## START ENTRIES PROVIDED
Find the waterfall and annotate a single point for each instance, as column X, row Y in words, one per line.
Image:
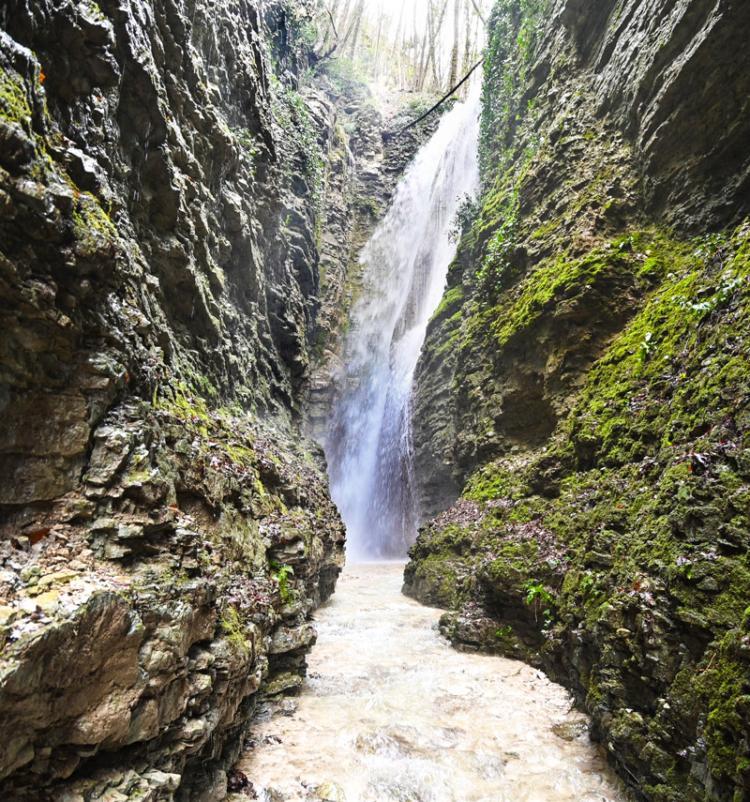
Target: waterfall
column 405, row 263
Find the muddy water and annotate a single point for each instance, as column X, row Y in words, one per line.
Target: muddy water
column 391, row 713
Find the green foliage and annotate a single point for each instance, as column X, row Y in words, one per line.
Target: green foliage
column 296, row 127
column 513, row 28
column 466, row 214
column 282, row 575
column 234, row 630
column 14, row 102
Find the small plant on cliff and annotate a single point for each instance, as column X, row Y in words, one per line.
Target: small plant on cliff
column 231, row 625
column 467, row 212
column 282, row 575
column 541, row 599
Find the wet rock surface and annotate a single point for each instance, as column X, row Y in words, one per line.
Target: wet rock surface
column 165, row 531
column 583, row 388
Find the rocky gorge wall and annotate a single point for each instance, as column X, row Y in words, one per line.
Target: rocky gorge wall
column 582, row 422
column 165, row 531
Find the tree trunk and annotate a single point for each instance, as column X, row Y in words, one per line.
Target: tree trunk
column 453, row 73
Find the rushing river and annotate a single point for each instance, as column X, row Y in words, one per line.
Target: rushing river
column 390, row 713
## END ENTRIES PROVIDED
EXERCISE REQUIREMENTS:
Convert all of the material above into a numbered list, dropping any blank lines. Leave the image out of your answer.

TASK SOLUTION:
1. Find the waterfall and annotate a single point for each instance, as column X, row Y in words, one per line.
2. Image:
3. Target: waterfall
4. column 405, row 263
5. Find the muddy water and annotate a single point for each instance, as column X, row Y in words, one per line.
6. Target: muddy water
7. column 391, row 713
8. Find the green foliage and annotate a single point for each instance, as column X, row Y in words, one per line.
9. Target: green foliage
10. column 296, row 127
11. column 513, row 28
12. column 466, row 214
13. column 282, row 575
14. column 234, row 630
15. column 14, row 102
16. Find the small plant on cliff and annotate a single point for each instance, as column X, row Y in words, one per line.
17. Target: small plant on cliff
18. column 231, row 625
19. column 467, row 212
20. column 282, row 575
21. column 541, row 599
22. Find the wet rock surface and annotate a single point for each instance, as column X, row Y in words, one per line.
23. Target: wet rock surface
24. column 165, row 531
25. column 583, row 388
26. Find the rocky gorge wall and annotate a single point for each instance, as column X, row Y in words, one per line.
27. Target: rocky gorge wall
28. column 582, row 422
29. column 165, row 531
30. Find the tree trunk and annotate a single point for each instance, as column X, row Y in words, one per line.
31. Target: tree trunk
32. column 453, row 73
33. Find the rushing river and annotate a single point for each instance, as column X, row Y in words, one per line.
34. Target: rushing river
35. column 390, row 713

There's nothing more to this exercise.